## Task requirements
• A. According to the article on bin Laden's e-mail methods, where did the messenger drive before sending the messages?
• B. In the article on bin Laden's e-mail methods, retype the passage starting with "So some of his" and going on through "changed that much.".

## Selected text

————————

Bin Laden's e-mail system ridiculously not secure, but Paulie would approve

Recent reports describing Osama bin Laden’s stealth communications say that he appears to have composed e-mails, saved them to a thumb drive and given the drive to a messenger, who then drove to a distant Internet café, logged on, plugged it in and hit send.

Spencer Ackerman, writing in the Danger Room blog, notes that no IT manager would allow such practices, primarily those associated with thumb drives, because of the security risks.

The Defense Department has wrestled with its policy covering the use of removable media, which are known to harbor and transfer viruses and malicious code, going back and forth over whether they should be banned.

Even many thumb drives certified under the Federal Information Processing Standards have proved to be vulnerable to hacking. The GCN Lab’s Greg Crowe recently concluded that secure thumb drives need to move from FIPS 140-2 Level 2 certification to Level 3.

But bin Laden was no IT manager.

Since his May 1 killing, several news reports based on information gleaned from his Abbottabad, Pakistan, compound have compared the way he ran al Qaeda to the way a gangster runs his operation, and in thumb drive/e-mail respect, the analogy could be on target.

Early on in Martin Scorcese’s “GoodFellas,” Ray Liotta’s character describes a similar way in which the boss, Paulie, handled his communications. Paulie wasn’t in hiding, but he was security conscious and he refused to talk on the phone. “He wouldn’t have one in his house,” Liotta says.

So some of his underlings had to handle the calls for him. “He used to get all his calls second hand and you’d have to call the people back from an outside phone. There were guys, that’s all they did, all day long, was take care of Paulie’s phone calls.”

That part of “GoodFellas” was set in the 1950s. It seems that in the underworld, some things haven’t changed that much.

————————

## Entries shown
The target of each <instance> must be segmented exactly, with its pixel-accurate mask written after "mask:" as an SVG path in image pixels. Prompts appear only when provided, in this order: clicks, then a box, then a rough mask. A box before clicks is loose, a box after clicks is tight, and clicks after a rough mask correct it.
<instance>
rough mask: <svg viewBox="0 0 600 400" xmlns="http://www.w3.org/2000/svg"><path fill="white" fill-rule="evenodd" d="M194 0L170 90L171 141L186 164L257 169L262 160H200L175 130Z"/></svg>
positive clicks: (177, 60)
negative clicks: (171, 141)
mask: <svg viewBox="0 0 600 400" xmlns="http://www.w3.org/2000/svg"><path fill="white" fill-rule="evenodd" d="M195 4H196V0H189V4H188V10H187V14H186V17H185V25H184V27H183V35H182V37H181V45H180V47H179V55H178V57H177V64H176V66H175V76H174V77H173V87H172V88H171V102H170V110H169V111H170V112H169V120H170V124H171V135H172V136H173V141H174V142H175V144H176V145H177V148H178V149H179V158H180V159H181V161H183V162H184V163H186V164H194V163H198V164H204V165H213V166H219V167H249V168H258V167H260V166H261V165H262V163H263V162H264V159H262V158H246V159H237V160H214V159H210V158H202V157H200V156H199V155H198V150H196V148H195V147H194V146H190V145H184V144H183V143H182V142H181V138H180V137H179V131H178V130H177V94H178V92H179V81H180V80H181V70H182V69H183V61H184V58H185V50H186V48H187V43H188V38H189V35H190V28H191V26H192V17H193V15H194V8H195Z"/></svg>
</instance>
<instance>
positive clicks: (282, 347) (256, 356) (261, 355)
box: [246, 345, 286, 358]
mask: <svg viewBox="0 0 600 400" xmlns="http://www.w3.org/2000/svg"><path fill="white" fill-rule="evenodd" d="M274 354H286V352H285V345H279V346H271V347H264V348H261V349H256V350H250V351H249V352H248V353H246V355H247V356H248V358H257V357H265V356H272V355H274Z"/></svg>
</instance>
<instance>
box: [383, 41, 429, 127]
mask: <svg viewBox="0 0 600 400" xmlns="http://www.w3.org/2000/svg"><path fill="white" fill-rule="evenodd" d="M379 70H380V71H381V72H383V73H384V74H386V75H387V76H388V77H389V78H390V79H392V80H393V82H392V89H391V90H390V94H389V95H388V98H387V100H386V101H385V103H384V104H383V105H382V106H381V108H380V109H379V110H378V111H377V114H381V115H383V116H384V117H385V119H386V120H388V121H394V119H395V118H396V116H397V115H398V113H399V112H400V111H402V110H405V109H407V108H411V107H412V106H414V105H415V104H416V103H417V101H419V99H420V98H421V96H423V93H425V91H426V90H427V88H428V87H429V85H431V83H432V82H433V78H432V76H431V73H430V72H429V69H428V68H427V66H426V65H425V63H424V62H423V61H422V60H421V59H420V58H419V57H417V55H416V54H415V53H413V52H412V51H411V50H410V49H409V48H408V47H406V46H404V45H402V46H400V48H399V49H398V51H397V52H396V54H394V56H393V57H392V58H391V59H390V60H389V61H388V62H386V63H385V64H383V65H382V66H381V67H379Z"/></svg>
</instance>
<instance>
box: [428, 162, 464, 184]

————————

## Responses per task
• A. To a distant Internet café.

• B.
So some of his underlings had to handle the calls for him. “He used to get all his calls second hand and you’d have to call the people back from an outside phone. There were guys, that’s all they did, all day long, was take care of Paulie’s phone calls.”

That part of “GoodFellas” was set in the 1950s. It seems that in the underworld, some things haven’t changed that much.